Yapılacak İşler
1. Gülperi günü metninde "26 Eylül 2009" sözlerinden başlayıp "da sana vasiyetimdir." sözlerine kadar olan bölümü, bu sözler de dahil olmak üzere aynen kopyalayın.
2. Gülperi günü metnindeki "Bugün Gülperi'nin günüydü" diye başlayan paragrafı, ana bilgileri koruyarak daha kısa biçimde yeniden yazın.

Verilen Metin
26 Eylül 2009 Cumartesi

gülperi günü


Bugün Gülperi'nin günüydü. Her zamanki gibi dokuzda kapının önünde bitiverdi. Onun için hazırladığım yumurtalı, reçelli, domatesli, yeşil biber, roka ve çıtır ekmekli güzelim kahvaltıyı ramazandan sonraki bilmemne günleri (Ş ile başlıyor ama kulağıma sokmadım, ne günleri olduğunu) olduğu için oruçluyum diyerek, reddetti. Ailemizin muatassıbı. Beni ölünce Sırat köprüsünden Gülperi geçirsin, ey okur, bu da sana vasiyetimdir.

Verilen Liste
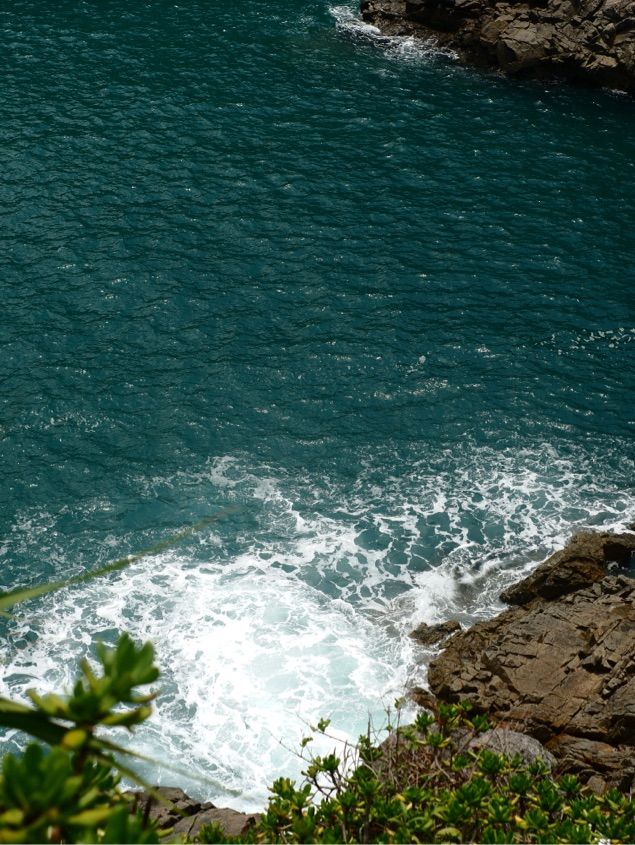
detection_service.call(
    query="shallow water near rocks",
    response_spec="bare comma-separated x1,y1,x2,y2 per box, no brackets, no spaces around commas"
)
0,0,635,808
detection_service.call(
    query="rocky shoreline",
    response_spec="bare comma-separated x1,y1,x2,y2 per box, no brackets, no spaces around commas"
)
413,532,635,792
134,532,635,841
361,0,635,94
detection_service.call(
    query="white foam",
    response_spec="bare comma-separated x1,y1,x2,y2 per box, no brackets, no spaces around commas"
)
329,4,458,61
0,442,635,809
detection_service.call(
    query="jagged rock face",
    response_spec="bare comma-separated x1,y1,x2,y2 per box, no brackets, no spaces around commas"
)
361,0,635,93
428,534,635,787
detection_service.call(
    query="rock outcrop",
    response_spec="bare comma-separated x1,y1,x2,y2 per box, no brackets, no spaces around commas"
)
428,533,635,788
361,0,635,94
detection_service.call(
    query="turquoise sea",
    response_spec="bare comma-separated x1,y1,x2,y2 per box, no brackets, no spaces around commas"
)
0,0,635,808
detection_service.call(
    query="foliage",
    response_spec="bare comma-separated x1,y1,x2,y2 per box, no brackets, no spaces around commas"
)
198,704,635,843
0,634,159,842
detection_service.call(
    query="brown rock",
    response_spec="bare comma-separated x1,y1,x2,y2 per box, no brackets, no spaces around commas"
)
361,0,635,93
170,807,260,839
501,532,635,604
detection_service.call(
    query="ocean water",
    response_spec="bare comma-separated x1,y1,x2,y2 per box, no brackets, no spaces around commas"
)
0,0,635,808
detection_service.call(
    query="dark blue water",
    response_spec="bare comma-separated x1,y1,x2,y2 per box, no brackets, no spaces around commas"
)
0,0,635,806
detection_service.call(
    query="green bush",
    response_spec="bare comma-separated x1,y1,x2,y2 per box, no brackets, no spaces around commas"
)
0,634,159,842
197,704,635,843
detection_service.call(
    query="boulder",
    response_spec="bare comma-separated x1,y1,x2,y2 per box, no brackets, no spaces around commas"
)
124,786,259,842
410,619,461,646
170,807,260,839
361,0,635,93
428,534,635,785
468,728,556,770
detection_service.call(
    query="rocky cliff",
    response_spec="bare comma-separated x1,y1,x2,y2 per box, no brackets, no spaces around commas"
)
418,533,635,790
361,0,635,94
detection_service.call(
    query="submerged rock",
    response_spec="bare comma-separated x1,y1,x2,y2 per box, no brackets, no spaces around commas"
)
428,533,635,788
125,786,260,842
361,0,635,93
410,619,461,646
468,728,556,770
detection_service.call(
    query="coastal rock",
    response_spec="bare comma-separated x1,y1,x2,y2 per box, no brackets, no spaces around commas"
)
468,728,556,769
361,0,635,93
428,534,635,785
410,619,461,646
501,531,635,604
170,807,260,839
124,786,259,841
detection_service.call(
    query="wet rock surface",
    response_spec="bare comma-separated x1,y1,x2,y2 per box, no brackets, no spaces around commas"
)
361,0,635,93
410,619,461,646
125,786,259,842
428,533,635,788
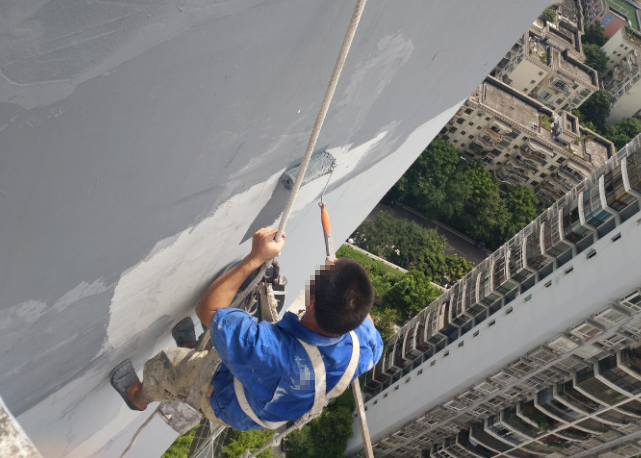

Alıştırma Çözümleri
1.
26 Eylül 2009 Cumartesi

gülperi günü


Bugün Gülperi'nin günüydü. Her zamanki gibi dokuzda kapının önünde bitiverdi. Onun için hazırladığım yumurtalı, reçelli, domatesli, yeşil biber, roka ve çıtır ekmekli güzelim kahvaltıyı ramazandan sonraki bilmemne günleri (Ş ile başlıyor ama kulağıma sokmadım, ne günleri olduğunu) olduğu için oruçluyum diyerek, reddetti. Ailemizin muatassıbı. Beni ölünce Sırat köprüsünden Gülperi geçirsin, ey okur, bu da sana vasiyetimdir.

2. Bugün Gülperi'nin günüydü ve Gülperi her zamanki gibi saat dokuzda geldi. Ona hazırlanan yumurtalı, reçelli, domatesli, biberli, rokalı ve çıtır ekmekli kahvaltıyı reddetti. Gerekçesi, ramazandan sonraki Ş ile başlayan günler nedeniyle oruçlu olmasıydı. Yazar onu ailenin dinine en bağlı kişisi olarak görüyor. Okura da vasiyetini bırakıyor: Öldüğünde kendisini Sırat köprüsünden Gülperi geçirsin.